What the exercise asks: When you reach the line that holds "Detect straw hat.", start copying exactly and keep going through the final line of the data, leaving out pictures.

· · · · ·

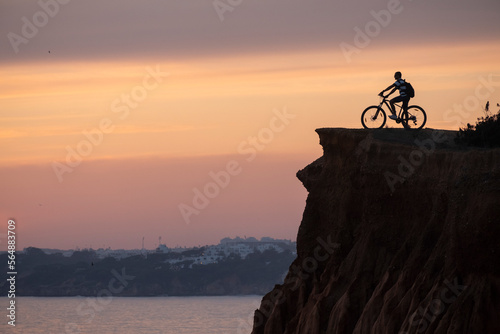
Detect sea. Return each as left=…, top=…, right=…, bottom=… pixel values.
left=0, top=296, right=262, bottom=334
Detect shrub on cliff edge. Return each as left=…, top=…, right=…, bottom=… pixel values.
left=455, top=109, right=500, bottom=147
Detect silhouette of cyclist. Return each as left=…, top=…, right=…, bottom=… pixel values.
left=379, top=71, right=410, bottom=120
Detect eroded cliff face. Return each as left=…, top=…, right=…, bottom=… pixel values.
left=251, top=128, right=500, bottom=334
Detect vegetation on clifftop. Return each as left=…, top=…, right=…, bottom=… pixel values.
left=455, top=106, right=500, bottom=147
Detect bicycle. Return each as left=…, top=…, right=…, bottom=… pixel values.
left=361, top=95, right=427, bottom=129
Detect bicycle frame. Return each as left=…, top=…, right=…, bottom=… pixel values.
left=378, top=97, right=406, bottom=119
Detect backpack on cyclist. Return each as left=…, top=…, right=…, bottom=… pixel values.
left=404, top=80, right=415, bottom=98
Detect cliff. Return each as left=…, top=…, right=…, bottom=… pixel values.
left=252, top=128, right=500, bottom=334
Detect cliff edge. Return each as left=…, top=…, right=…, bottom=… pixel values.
left=252, top=128, right=500, bottom=334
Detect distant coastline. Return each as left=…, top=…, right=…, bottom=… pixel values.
left=0, top=237, right=296, bottom=297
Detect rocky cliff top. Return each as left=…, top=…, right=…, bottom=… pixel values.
left=252, top=128, right=500, bottom=334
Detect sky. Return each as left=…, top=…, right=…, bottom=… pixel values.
left=1, top=0, right=499, bottom=250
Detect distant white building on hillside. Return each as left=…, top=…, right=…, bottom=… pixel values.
left=155, top=236, right=296, bottom=265
left=156, top=244, right=169, bottom=253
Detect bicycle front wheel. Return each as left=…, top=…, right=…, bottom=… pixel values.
left=361, top=106, right=386, bottom=129
left=402, top=105, right=427, bottom=129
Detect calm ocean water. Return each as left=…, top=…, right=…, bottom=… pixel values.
left=0, top=296, right=262, bottom=334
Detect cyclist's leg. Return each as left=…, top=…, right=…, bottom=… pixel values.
left=403, top=97, right=409, bottom=113
left=390, top=96, right=404, bottom=116
left=401, top=97, right=412, bottom=127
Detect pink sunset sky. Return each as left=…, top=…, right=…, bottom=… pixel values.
left=1, top=0, right=499, bottom=250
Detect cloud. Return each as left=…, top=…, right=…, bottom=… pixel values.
left=1, top=0, right=499, bottom=62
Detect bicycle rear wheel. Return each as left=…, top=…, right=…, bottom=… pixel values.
left=361, top=106, right=386, bottom=129
left=402, top=105, right=427, bottom=129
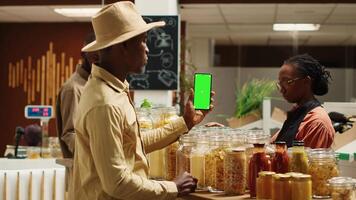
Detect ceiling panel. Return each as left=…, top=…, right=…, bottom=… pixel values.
left=348, top=35, right=356, bottom=45
left=320, top=25, right=356, bottom=33
left=0, top=3, right=355, bottom=46
left=214, top=37, right=232, bottom=45
left=188, top=24, right=228, bottom=32
left=231, top=35, right=268, bottom=45
left=325, top=4, right=356, bottom=24
left=180, top=6, right=224, bottom=23
left=276, top=4, right=335, bottom=23
left=228, top=24, right=272, bottom=32
left=220, top=4, right=275, bottom=23
left=0, top=10, right=24, bottom=22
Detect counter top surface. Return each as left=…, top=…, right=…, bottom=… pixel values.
left=182, top=191, right=332, bottom=200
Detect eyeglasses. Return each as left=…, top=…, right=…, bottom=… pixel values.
left=276, top=77, right=305, bottom=91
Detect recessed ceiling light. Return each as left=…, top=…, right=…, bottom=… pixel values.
left=273, top=23, right=320, bottom=31
left=54, top=8, right=100, bottom=17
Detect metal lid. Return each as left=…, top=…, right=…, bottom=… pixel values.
left=259, top=171, right=276, bottom=177
left=328, top=177, right=355, bottom=187
left=273, top=174, right=291, bottom=180
left=292, top=140, right=304, bottom=146
left=291, top=174, right=311, bottom=181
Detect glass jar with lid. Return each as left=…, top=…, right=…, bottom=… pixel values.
left=162, top=107, right=180, bottom=180
left=272, top=174, right=291, bottom=200
left=190, top=134, right=209, bottom=189
left=137, top=108, right=165, bottom=179
left=328, top=177, right=355, bottom=200
left=291, top=174, right=312, bottom=200
left=228, top=128, right=246, bottom=148
left=257, top=171, right=275, bottom=199
left=271, top=141, right=289, bottom=173
left=205, top=134, right=230, bottom=192
left=309, top=148, right=339, bottom=198
left=245, top=130, right=270, bottom=190
left=289, top=140, right=309, bottom=174
left=150, top=107, right=164, bottom=128
left=136, top=107, right=153, bottom=132
left=176, top=134, right=196, bottom=176
left=224, top=148, right=246, bottom=195
left=248, top=143, right=272, bottom=198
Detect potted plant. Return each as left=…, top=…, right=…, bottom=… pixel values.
left=227, top=79, right=276, bottom=128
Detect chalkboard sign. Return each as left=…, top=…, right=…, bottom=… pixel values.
left=128, top=15, right=179, bottom=90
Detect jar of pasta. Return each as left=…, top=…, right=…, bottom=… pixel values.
left=328, top=177, right=355, bottom=200
left=309, top=149, right=339, bottom=198
left=163, top=107, right=180, bottom=181
left=205, top=135, right=229, bottom=192
left=291, top=174, right=312, bottom=200
left=256, top=171, right=275, bottom=199
left=224, top=149, right=246, bottom=195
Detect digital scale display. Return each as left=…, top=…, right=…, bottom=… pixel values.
left=25, top=105, right=53, bottom=119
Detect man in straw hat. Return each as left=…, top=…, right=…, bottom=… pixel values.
left=70, top=1, right=214, bottom=199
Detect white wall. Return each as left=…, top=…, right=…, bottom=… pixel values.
left=192, top=66, right=356, bottom=126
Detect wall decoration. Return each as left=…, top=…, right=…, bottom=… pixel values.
left=7, top=42, right=80, bottom=110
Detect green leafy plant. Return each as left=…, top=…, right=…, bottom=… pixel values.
left=234, top=79, right=276, bottom=118
left=140, top=98, right=152, bottom=108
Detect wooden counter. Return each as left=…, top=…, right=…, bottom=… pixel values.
left=183, top=192, right=251, bottom=200
left=183, top=191, right=332, bottom=200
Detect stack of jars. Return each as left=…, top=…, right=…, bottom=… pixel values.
left=175, top=126, right=249, bottom=194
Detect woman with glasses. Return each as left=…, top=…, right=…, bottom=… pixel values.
left=271, top=54, right=334, bottom=148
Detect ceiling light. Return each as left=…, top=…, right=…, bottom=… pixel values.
left=54, top=8, right=100, bottom=17
left=273, top=23, right=320, bottom=31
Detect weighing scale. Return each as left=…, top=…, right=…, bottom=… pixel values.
left=24, top=105, right=53, bottom=155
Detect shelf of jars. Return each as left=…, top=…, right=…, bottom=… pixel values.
left=136, top=107, right=356, bottom=200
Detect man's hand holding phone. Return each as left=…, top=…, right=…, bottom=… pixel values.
left=183, top=88, right=215, bottom=130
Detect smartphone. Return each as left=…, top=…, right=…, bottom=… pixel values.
left=193, top=73, right=212, bottom=110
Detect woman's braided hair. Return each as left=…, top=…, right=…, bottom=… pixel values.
left=284, top=54, right=332, bottom=96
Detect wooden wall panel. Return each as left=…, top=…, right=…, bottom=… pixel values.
left=0, top=23, right=92, bottom=155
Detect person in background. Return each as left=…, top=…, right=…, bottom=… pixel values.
left=56, top=33, right=98, bottom=158
left=271, top=54, right=335, bottom=148
left=24, top=124, right=42, bottom=146
left=70, top=2, right=214, bottom=199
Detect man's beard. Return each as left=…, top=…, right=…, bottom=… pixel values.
left=129, top=65, right=146, bottom=75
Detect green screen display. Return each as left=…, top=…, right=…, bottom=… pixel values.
left=193, top=73, right=212, bottom=110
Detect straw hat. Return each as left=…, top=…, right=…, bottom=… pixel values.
left=82, top=1, right=165, bottom=52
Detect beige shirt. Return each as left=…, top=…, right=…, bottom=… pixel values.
left=56, top=64, right=89, bottom=158
left=70, top=65, right=188, bottom=200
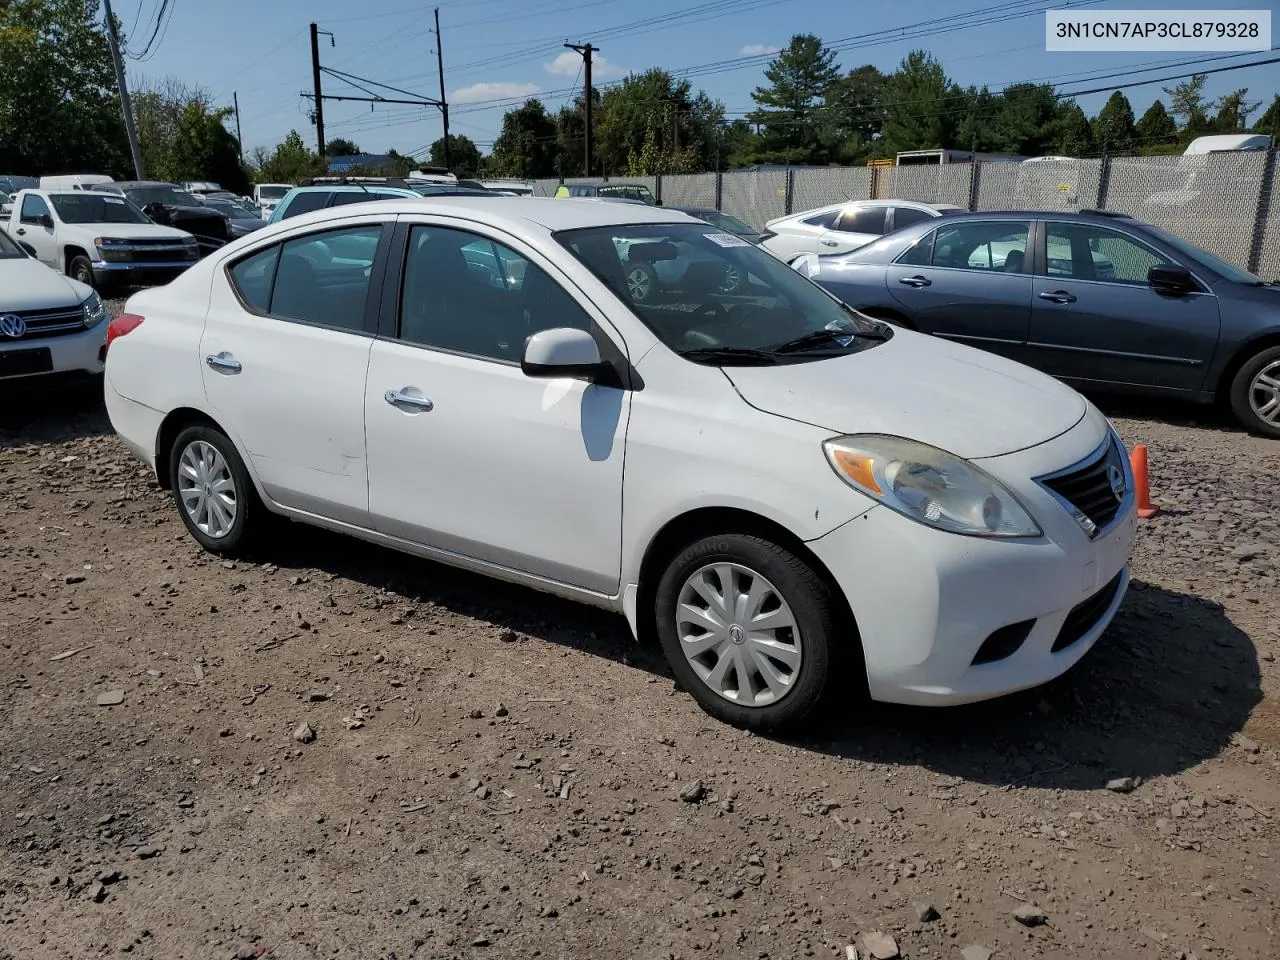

· · · · ·

Task result:
Detect straw hat. Return each as left=…, top=…, right=…, bottom=… pixel values.
left=82, top=1, right=165, bottom=52
Detect beige shirt. Return each as left=…, top=…, right=…, bottom=… pixel values.
left=56, top=64, right=89, bottom=158
left=70, top=65, right=188, bottom=200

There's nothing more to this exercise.